§ **What is required**
Rewrite the lines of all the rows below as a single numbered list, dropping any blank lines. Leave the pictures out of your answer.

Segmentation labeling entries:

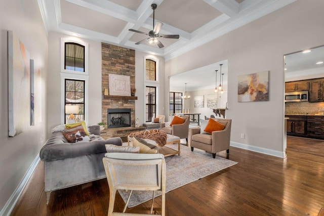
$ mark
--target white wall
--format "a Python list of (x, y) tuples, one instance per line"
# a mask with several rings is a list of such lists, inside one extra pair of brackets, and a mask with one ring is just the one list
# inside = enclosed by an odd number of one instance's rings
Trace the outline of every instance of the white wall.
[[(166, 77), (228, 59), (231, 144), (284, 156), (283, 56), (324, 45), (323, 8), (323, 1), (297, 1), (166, 62)], [(237, 102), (237, 76), (265, 70), (270, 71), (269, 101)]]
[[(48, 38), (37, 1), (3, 0), (0, 3), (0, 214), (12, 205), (15, 190), (37, 161), (47, 139)], [(8, 137), (8, 30), (12, 30), (40, 68), (42, 121), (13, 138)], [(24, 180), (26, 180), (26, 179)], [(17, 191), (16, 191), (17, 192)], [(19, 191), (17, 192), (19, 193)], [(7, 203), (7, 204), (6, 204)], [(1, 210), (2, 209), (2, 210)]]
[[(69, 35), (51, 32), (49, 35), (49, 121), (48, 133), (61, 122), (64, 115), (62, 104), (61, 83), (61, 38), (73, 38)], [(92, 40), (75, 37), (89, 45), (89, 102), (88, 122), (89, 125), (101, 122), (101, 44)]]

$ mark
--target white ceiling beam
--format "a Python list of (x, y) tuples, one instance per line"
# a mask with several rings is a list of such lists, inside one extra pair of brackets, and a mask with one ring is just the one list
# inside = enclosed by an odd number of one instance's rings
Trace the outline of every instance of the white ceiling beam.
[(235, 0), (204, 0), (217, 10), (230, 17), (239, 12), (239, 4)]
[(65, 1), (127, 22), (134, 22), (137, 20), (136, 12), (108, 1)]

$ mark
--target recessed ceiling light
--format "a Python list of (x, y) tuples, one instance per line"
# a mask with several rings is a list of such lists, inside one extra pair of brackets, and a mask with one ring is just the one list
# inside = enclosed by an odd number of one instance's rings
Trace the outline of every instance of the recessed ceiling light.
[(311, 52), (312, 52), (312, 51), (310, 50), (305, 50), (304, 51), (303, 51), (303, 53), (310, 53)]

§ **Result for this exercise**
1. $ mark
2. --target white wall
3. --format "a Python list of (x, y) tuples, one instance per line"
4. # a mask with several rings is a list of such lists, inside one extra pair of brackets, and a mask with one ring is just the one list
5. # inside = enclosed by an odd number of one instance's rings
6. Trace the outline of every instance of the white wall.
7. [[(166, 77), (228, 59), (231, 144), (284, 156), (283, 56), (324, 45), (323, 8), (323, 1), (297, 1), (166, 62)], [(237, 102), (237, 76), (265, 70), (270, 71), (269, 101)]]
8. [[(48, 38), (37, 1), (3, 0), (0, 3), (0, 214), (12, 205), (15, 190), (37, 161), (47, 139)], [(8, 137), (8, 30), (12, 30), (40, 68), (42, 121), (13, 138)], [(24, 180), (26, 180), (26, 179)], [(17, 191), (16, 191), (17, 192)], [(19, 191), (17, 192), (19, 193)], [(7, 203), (7, 204), (6, 204)], [(1, 210), (2, 209), (2, 210)]]
9. [[(69, 35), (51, 32), (49, 35), (49, 121), (48, 133), (61, 122), (64, 115), (62, 104), (61, 83), (61, 38), (73, 38)], [(92, 40), (75, 37), (89, 45), (89, 102), (88, 122), (89, 125), (101, 122), (101, 44)]]
10. $ mark
11. --target white ceiling beam
12. --format "a Python list of (x, y) tuples, one instance per line"
13. # a mask with several rings is a list of such lists, inside one extra pair of brackets, and a mask with one ring is just the one list
14. # inside = enclosed by an odd number of one instance's rings
15. Trace the outline of every instance of the white ceiling beam.
16. [(235, 0), (204, 0), (217, 10), (230, 17), (239, 12), (239, 4)]
17. [(65, 1), (127, 22), (134, 22), (137, 20), (136, 12), (108, 1)]
18. $ mark
19. --target recessed ceiling light
20. --format "a Python list of (x, y) tuples, one instance per line"
21. # a mask with several rings is a list of such lists, inside one extra pair of brackets, and a mask with one ring is just the one list
22. # inside = enclosed by an odd number of one instance's rings
23. Trace the outline of every instance of the recessed ceiling light.
24. [(311, 52), (312, 52), (312, 51), (310, 50), (305, 50), (304, 51), (303, 51), (303, 53), (310, 53)]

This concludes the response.